- Tasks to carry out:
(A) According to the passage on dangerous beautiful women, list each claim the Spanish writer made about the tribe on Baja.
(B) Pick up the quoted remarks on dangerous beautiful women after their final sentence and carry them further in the same speaker's voice.

- Document section:
———
Dangerous Beautiful Women.

“If women didn’t have certain sexual attributes, they would have been eaten long ago. That’s exactly right. Now, I don’t want to be sexist, and I’ve got an intelligent wife, and I really respect women. I’ve got the greatest joys of all my life from women. I am a slave to beauty, and a beautiful woman has an enormous influence on me. I have known dirty fuckin’ whores who have taken me to the cleaners and worked me over and tried to pull me into their web. I had to talk my way out of fighting a golden gloves champion one time because his blonde girlfriend got after me. I’m attracted to really beautiful women, I know it’s a weakness, and I’m very careful of it. I can imagine how dangerous some women can really be, and be that way purposely.

“You know where the name ‘California’ comes from? I used to think it came from the Mexican land owners, the Californios. No. A famous Spanish writer—I can’t remember his name—he claimed that on Baja, there was a tribe of lesbian cannibal amazons. And they raised men for food and sex. And they had an enormous stash of gold, and the queen of these amazon lesbian cannibals was a gal named Califa. You look on the side of a cop car, and there’s fuckin’ Califa, this figure that looks like a Greek goddess. The lesbian cannibal amazon. That’s dangerous women.”
———
- Supplied material:

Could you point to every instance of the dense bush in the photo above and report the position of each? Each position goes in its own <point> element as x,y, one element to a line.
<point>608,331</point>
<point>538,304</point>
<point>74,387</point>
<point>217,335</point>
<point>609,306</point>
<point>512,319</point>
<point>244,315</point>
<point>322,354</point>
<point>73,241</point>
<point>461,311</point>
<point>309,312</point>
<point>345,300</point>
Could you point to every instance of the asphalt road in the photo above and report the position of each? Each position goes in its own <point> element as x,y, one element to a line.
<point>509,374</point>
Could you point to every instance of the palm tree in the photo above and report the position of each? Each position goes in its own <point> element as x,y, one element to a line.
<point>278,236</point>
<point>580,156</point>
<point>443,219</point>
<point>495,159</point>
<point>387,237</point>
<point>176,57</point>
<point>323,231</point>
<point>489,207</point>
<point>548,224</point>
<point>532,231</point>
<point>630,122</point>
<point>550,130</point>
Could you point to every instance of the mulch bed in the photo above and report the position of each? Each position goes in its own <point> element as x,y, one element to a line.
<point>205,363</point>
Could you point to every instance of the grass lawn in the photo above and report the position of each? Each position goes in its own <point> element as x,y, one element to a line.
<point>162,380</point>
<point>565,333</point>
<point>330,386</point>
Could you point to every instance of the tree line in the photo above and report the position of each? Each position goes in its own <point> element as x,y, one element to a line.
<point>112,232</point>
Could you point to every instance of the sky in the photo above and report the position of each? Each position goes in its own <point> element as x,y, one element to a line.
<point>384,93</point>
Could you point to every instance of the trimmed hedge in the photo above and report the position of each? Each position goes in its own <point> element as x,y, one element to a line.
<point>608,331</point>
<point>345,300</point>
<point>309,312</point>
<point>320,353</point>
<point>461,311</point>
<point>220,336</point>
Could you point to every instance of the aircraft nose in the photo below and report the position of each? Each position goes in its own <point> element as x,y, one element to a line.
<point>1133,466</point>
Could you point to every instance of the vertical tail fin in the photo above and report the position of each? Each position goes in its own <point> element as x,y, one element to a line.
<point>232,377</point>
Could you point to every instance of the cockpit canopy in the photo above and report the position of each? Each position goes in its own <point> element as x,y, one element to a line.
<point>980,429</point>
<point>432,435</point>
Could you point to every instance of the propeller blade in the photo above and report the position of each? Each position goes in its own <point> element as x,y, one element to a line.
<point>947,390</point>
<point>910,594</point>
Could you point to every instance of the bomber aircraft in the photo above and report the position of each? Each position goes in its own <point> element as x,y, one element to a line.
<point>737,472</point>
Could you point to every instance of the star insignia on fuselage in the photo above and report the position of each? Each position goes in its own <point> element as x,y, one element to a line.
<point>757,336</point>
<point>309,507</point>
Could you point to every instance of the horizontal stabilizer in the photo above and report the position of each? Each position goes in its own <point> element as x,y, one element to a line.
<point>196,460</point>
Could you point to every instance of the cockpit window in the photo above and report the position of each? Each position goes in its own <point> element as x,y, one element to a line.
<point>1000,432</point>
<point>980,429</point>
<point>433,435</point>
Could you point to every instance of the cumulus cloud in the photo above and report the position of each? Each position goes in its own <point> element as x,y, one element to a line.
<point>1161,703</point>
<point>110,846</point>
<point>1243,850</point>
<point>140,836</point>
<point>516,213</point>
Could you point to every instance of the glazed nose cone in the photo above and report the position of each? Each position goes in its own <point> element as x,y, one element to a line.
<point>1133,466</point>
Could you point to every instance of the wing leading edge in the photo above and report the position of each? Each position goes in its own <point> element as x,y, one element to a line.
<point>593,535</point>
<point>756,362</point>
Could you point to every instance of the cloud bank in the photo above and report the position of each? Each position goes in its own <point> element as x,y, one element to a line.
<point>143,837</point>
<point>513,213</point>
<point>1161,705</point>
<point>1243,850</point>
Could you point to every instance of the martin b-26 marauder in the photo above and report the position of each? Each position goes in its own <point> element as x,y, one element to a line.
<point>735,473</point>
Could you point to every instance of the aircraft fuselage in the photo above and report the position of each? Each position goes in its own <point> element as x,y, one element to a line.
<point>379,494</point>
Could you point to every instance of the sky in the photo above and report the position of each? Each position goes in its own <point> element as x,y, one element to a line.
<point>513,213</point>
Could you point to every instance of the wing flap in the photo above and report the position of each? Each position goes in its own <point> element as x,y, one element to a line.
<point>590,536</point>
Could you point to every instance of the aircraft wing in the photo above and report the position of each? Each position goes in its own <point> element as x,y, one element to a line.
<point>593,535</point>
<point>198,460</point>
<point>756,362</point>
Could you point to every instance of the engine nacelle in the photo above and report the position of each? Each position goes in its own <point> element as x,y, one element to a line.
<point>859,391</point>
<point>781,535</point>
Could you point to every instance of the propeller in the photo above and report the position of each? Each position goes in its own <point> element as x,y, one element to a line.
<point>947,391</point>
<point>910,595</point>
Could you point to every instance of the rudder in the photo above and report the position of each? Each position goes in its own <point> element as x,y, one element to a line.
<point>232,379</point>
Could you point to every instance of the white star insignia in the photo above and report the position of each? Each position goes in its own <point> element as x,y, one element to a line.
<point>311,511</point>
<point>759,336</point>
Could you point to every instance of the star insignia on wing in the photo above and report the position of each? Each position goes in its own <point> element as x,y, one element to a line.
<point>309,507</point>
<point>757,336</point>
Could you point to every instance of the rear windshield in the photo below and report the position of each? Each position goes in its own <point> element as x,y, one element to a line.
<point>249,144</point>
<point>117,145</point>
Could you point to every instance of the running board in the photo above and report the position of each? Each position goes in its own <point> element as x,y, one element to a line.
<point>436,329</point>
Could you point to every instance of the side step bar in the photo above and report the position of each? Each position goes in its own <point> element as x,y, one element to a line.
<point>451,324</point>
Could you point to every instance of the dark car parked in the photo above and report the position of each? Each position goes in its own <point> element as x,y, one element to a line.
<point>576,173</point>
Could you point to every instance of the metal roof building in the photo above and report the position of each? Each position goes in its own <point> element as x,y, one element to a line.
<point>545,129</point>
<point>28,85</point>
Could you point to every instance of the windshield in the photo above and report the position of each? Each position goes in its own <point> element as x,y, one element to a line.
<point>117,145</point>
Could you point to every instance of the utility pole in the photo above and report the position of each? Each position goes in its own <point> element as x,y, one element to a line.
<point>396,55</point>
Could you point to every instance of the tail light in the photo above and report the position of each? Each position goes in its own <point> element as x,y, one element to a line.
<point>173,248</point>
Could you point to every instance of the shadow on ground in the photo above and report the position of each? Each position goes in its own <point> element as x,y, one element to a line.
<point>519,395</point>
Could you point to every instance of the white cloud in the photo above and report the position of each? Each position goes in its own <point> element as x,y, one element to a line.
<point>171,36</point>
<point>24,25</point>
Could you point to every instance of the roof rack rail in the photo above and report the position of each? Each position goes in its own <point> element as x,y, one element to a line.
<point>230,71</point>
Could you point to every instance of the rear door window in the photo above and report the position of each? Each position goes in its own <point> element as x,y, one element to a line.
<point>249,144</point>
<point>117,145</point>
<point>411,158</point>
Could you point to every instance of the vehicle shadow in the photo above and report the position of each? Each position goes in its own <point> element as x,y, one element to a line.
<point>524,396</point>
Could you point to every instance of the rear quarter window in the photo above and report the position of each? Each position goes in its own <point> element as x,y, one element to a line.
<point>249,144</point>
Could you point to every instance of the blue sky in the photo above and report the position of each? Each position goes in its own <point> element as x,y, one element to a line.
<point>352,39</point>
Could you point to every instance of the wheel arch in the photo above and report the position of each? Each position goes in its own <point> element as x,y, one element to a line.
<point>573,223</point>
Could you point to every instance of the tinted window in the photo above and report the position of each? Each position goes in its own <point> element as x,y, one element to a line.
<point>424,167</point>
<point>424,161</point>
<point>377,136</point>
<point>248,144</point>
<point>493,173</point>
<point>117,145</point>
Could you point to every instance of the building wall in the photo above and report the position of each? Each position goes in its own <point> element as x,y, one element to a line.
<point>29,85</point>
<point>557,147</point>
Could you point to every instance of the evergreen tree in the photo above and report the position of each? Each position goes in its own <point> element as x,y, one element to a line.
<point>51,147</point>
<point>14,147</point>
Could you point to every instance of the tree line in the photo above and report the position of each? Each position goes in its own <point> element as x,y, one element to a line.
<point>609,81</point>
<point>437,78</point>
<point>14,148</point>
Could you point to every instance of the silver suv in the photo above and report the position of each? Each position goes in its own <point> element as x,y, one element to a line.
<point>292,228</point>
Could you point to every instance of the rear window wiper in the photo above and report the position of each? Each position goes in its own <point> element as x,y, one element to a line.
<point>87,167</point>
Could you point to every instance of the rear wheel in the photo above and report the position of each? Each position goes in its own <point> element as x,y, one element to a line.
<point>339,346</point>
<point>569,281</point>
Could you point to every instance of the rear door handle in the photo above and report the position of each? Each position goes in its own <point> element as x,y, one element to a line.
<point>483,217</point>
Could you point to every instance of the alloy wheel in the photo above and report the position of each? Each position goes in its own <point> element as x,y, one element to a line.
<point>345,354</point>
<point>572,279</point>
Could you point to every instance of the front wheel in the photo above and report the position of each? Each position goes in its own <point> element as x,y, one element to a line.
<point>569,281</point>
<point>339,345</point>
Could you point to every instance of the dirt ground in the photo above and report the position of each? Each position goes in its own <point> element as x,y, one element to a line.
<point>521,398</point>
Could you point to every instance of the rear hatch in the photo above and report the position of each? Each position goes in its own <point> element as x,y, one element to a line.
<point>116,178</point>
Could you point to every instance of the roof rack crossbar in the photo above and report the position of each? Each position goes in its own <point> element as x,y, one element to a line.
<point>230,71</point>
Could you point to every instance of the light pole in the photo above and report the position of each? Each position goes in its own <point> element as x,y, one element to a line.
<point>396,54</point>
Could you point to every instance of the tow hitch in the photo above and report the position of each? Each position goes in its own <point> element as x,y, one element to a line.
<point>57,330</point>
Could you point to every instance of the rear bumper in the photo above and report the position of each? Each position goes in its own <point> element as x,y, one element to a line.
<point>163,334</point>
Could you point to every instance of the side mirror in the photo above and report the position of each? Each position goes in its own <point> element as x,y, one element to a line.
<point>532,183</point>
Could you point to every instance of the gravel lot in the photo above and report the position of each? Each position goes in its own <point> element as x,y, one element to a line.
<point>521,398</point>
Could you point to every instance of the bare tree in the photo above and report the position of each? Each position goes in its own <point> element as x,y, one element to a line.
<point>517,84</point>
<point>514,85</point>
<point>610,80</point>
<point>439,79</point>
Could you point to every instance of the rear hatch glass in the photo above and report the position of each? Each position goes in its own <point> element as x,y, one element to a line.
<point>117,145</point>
———
- Answers to the tasks:
(A)
- The tribe was made up of lesbian cannibal amazons.
- They raised men for food and sex.
- They had an enormous stash of gold.
- Their queen was a woman named Califa.

(B)
Nurses

“The female that takes care of you. The Florence Nightingale we all want. We all want a fuckin’ nurse.”

Bondage

“It’s interesting as a statement in paintings, and it is in my work, but my opinion is, I have been arrested and manacled enough to know there is no way I could get a sexual charge out of being handcuffed or tied up. I’ve been under some rough cops that have thrown me in jail. So that ain’t in my repertoire.”

Women Smoking Cigarettes

“For the last 150 years cigarettes have been a sign of dissipation and indulgence, especially with women. It means they fuck. In 1880s tintypes, if that girl’s got a cigarette in her mouth, which was very rare, it meant she was a woman of evil. It’s unfortunate the way they persecute people over cigarettes, but society has to pick on something.”

Helpless Children

“This is simply me violating social mores. Children are so defenseless. Everyone’s always defending the babies. I’ve done stuff that suggested child pornography, and I’ve had the FBI on me, trying to set me up with kids calling and asking me to have sex. But the last thing I would touch is a fuckin’ child. I can’t stand children. I don’t like being around children. The idea of having sex with children is abhorrent to me.

“I’ve got little cousins who I try to be nice to, but I don’t want to touch ’em. They’ve got germs, they’re human beings in larva stage. Like a bug. Me and Suzanne don’t want children, because we are children. We’re each other’s child, and we cannot be responsible for raising someone up and have to take of ’em, and they may not like us, and—you know. If I’ve painted children with warmth or sympathy, it’s only because I needed to create that impression in that particular painting.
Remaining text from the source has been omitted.